SEITE >>
_ _ _ _
Nun, das ist sicherlich blöd, aber kein Weltuntergang, stimmts?

Stimmt.

 

Aber eines Tages - ich muss etwa 16 gewesen sein - geschah etwas:

 

Wir hatten Schüleraustausch mit Frankreich. Die Austauschschülerin wohnte bei uns. Wir machten Ausflüge und solche Dinge.

Bei uns war mein Vater für die Küche zuständig und so packte er die Lunchpakete für die Austauschschülerin.

Mir fielen beim Anblick der Dinge die er ihr einpackte bald die Augen aus dem Kopf:

Marken-Schokoriegel (Verboten wegen "dieses ganze süße Zeug!")

Trinkpäckchen (Verboten wegen "schlecht für die Umwelt")

Kleine Chipstüten (Verboten wegen "das lohnt sich nicht im Vergleich zu den großen Tüten", während die großen wegen "iss nicht so viele Chips"  ausschieden.)

Bonbons

und und und...

Den ganzen Rucksack packte mein Vater mit Dingen voll, von denen ich seit Jahren hörte ich müsse doch VERSTEHEN dass "sowas" nichts tauge. Ungesund sei. Umweltschädlich. Und überhaupt.

Er fuhr die Austauschschülerin mit dem Auto Strecken, die ICH laufen musste. Er...

Er behandelte diese Fremde wie der Vater meiner Freundin seine Kinder behandelte...

Wie etwas besonderes. Etwas wertvolles, was ihm anvertraut war und für die das Beste gerade gut genug war.

 

*Oh*

 

Es gab Streit an diesem Abend, einen fürchterlichen lauten eskalierenden Streit (falls dies aus irgendwelchen wunderbaren Gründen die Austauschschülerin erreicht: E*** es tut mir leid. Ehrlich. Es war nicht Deine Schuld und Du musst Dich scheußlich gefühlt haben so zwischen die Fronten zu geraten!!!). Ich schrie und ich tobte. Ich hätte alles kaputt schlagen mögen, alles.

 

Denn beim Anblick von Schokoriegeln und Trinkpäckchen  habe ich es begriffen:

 

Es war gelogen gewesen. Mein Vater hatte mir nicht fünftausend kleine Freuden des Lebens vorenthalten, weil er DAGEGEN war. Er hatte nicht versucht mich zu SCHÜTZEN durch Abschirmen von Werbung und Trends, Popkultur und Süßigkeiten.
_ _ _ _
BEREITGESTELLTES MATERIAL >>
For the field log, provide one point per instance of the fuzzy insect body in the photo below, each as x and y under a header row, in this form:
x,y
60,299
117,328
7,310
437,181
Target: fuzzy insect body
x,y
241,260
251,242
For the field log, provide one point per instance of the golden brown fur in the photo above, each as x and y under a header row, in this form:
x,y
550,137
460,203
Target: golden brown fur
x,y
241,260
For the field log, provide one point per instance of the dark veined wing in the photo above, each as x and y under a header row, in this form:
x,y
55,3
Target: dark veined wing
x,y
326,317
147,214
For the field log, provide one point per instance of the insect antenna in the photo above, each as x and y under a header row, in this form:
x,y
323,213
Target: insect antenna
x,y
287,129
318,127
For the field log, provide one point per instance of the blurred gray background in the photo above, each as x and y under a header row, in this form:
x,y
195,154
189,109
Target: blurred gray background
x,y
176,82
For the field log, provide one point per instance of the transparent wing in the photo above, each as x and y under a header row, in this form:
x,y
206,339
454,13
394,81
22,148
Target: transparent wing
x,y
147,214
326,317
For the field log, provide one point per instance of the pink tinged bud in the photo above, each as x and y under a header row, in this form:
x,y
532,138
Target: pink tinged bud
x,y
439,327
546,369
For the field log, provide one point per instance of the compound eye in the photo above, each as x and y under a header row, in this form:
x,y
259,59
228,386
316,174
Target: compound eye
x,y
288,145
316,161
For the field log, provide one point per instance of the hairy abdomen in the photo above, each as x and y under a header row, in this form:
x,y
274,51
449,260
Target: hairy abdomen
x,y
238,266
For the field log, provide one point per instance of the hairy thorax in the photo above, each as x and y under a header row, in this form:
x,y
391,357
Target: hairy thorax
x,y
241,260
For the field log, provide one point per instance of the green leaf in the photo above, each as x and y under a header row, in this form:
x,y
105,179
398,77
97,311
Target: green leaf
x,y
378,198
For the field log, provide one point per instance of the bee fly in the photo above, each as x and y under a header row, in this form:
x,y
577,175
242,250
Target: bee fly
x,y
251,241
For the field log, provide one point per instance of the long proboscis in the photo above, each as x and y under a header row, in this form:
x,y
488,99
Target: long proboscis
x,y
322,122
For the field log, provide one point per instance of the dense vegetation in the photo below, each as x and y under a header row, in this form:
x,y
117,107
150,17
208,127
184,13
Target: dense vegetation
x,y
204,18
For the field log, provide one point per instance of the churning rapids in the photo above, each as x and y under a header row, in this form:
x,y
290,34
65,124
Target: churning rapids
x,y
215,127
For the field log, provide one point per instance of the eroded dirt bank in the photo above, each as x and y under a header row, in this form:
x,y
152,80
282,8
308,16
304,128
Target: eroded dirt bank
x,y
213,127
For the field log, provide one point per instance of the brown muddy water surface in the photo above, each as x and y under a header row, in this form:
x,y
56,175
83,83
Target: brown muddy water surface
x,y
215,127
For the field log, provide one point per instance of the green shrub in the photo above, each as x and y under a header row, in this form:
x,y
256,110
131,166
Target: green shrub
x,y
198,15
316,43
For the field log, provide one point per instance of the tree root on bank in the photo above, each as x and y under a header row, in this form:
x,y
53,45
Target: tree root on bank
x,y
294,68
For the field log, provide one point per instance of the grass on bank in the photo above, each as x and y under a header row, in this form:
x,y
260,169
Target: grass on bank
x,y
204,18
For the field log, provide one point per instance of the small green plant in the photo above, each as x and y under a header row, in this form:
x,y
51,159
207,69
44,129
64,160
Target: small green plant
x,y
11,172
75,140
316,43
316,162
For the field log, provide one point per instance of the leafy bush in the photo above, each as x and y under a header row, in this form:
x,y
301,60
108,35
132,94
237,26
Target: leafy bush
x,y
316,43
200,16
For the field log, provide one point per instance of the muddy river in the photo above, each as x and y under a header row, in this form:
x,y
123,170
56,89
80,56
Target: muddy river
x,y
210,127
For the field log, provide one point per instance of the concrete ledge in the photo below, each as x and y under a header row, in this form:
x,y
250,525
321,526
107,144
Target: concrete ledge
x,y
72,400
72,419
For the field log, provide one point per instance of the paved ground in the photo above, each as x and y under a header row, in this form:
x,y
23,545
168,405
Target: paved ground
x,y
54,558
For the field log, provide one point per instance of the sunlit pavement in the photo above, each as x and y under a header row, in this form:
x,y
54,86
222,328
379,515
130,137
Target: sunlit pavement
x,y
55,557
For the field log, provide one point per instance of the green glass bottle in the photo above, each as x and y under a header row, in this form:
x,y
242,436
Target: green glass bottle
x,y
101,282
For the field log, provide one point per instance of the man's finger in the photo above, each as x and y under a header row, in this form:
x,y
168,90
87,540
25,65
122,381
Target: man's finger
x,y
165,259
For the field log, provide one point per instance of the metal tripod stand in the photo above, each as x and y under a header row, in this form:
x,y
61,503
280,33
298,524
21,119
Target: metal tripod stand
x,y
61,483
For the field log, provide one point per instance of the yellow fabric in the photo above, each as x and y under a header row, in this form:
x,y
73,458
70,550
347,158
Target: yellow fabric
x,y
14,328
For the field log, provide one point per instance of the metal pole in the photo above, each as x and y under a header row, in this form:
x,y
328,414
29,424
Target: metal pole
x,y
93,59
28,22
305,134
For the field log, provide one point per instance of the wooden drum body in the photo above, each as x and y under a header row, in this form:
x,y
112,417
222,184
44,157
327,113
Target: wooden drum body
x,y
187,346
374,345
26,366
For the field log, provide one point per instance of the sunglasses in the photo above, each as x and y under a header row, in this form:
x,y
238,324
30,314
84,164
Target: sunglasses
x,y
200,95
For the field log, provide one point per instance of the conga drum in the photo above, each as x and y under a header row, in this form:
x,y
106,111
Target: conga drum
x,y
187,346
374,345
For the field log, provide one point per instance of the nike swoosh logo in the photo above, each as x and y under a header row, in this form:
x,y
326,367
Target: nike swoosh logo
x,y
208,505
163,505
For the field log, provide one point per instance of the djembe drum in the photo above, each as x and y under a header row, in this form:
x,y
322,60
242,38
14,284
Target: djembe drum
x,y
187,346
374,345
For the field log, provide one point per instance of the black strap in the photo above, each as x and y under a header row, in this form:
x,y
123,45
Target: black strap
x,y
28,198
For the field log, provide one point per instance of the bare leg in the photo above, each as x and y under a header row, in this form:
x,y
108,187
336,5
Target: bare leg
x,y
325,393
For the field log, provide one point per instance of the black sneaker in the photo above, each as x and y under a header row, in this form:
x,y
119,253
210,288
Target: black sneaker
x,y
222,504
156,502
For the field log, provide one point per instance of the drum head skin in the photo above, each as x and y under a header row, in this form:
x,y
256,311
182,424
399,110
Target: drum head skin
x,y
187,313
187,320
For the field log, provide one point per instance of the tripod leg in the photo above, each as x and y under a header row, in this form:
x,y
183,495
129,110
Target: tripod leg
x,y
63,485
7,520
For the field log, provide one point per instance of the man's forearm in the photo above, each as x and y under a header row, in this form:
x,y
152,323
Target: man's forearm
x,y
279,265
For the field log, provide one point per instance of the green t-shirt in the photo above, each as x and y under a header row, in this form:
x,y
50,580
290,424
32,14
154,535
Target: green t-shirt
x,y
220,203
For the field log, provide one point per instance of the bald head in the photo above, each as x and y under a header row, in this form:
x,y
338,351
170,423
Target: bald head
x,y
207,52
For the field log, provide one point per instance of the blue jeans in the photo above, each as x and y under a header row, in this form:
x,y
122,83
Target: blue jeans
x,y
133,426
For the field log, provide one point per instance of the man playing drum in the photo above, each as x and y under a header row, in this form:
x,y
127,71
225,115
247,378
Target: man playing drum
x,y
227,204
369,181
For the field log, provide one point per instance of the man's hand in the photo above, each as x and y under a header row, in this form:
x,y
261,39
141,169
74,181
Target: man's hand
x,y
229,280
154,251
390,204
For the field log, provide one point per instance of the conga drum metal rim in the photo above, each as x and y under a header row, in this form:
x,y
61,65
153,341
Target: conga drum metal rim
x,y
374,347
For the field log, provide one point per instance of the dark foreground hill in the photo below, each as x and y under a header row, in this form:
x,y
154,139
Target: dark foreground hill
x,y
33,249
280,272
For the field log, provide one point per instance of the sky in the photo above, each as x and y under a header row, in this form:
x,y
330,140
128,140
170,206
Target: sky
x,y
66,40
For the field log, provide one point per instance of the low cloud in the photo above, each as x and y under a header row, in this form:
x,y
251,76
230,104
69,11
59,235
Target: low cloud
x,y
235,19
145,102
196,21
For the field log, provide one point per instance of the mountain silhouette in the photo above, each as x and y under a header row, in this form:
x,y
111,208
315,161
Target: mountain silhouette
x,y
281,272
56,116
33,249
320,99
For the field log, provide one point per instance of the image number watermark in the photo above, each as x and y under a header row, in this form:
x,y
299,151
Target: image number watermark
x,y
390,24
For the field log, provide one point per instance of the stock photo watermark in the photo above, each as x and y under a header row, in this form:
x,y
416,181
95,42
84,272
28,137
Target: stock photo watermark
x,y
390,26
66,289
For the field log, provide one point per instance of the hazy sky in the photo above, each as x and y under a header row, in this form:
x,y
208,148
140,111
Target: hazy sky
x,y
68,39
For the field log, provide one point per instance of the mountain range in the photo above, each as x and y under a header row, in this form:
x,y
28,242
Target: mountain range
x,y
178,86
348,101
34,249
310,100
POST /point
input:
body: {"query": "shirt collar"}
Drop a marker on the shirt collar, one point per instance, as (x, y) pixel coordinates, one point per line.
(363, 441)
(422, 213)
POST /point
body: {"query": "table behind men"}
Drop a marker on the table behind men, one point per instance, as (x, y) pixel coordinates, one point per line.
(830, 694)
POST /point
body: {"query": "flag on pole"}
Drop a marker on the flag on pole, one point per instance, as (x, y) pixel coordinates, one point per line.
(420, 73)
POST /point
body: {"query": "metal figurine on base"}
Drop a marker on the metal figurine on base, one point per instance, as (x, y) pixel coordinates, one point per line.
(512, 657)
_ _ _ _
ARBEITSAUFTRÄGE >>
1: Übersetze aus dem Text über den Schüleraustausch den Satz „Die Austauschschülerin wohnte bei uns.“ ins Englische.
2: Setze den Text über den Schüleraustausch nach seinem letzten Satz fort.

ANTWORTEN >>
1: The exchange student stayed with us.

2:
Er hatte einfach nur gedacht diese Dinge seien an mich verschwendet. Das sei nicht nötig. Sei übertrieben. War doch niemand besonderes. War doch nur ich.

Nur seine Tochter.

 

Ich muss an dieser Stelle ein wenig ausholen, weil mir sonst keiner glaubt. Mein Vater hatte kein einfaches Leben. Er hatte genauer gesagt ein beschissenes Leben, mein Großvater war im Krieg gefallen, als mein Vater noch ganz klein war. Meine Großmutter stand mit drei kleinen Kindern und buchstäblich NICHTS da es folgten Jahre von Hunger und Enge, unterkriechen bei Verwandten wo man still-ruhig-und-dankbar sein musste - für jeden Mist. Später ein herrschsüchtiger, cholerischer Stiefvater - es gibt auch Gerüchte von Misshandlung... kurz: Es muss ein ALPTRAUM gewesen sein.

Ein echter Alptraum.

Mein Vater hat (ich vermute aus seiner Kindheit) einen "Ich bin der wertloseste Mensch der Welt" Komplex behalten. Es stimmt wirklich: Er gönnt SICH nichts, gibt alles für andere. Alles. Und wer ihn nur flüchtig trifft, findet das REIZEND von ihm. Wie freundlich, großzügig, bescheiden und aufmerksam er doch immer ist...

 

Ja...

 

Zu allen... Und er ist umso netter, je flüchtiger die Bekanntschaft ist... Je schlechter man ihn kennt, je weniger man ihm nahesteht, desto mehr wird man mit Aufmerksamkeit überschüttet. In seiner Nähe hingegen wird gespart. "Ach, das ist doch nicht nötig..."

 

An jenem Abend mit der Austauschschülerin habe ich es begriffen:

 

Die Schokoriegel und Trinkpäckchen waren nicht für mich verboten, weil sie (vermeindlich) nicht gut für MICH waren. Sondern sie wurden nicht gekauft, weil ICH nicht wichtig genug für solchen Luxus war. Mein Vater hält sich selbst für den unwichtigsten Menschen der Welt... Und er dehnt diese "Unwichtigkeit" auf die Menschen aus, die ihm nahestehen.

Und so waren wir die zweit- dritt und viertunwichtigsten Menschen der Welt für ihn: Meine Mutter. Meine Schwester. Und ich.

 

Es ist über 20 Jahre her.

Mehr als mein halbes Leben.

Ich bin erwachsen, kann längst selbst entscheiden, welchen Luxus ich mir gönnen will. Ich habe einen Mann geheiratet, für den ich der wichtigste Mensch auf der Welt bin. Und wenn ich meinen Vater besuche, bin jetzt ICH der Gast, der mit Aufmerksamkeit überhäuft wird, denn ich bin selten genug dort.

 

Es ist vorbei.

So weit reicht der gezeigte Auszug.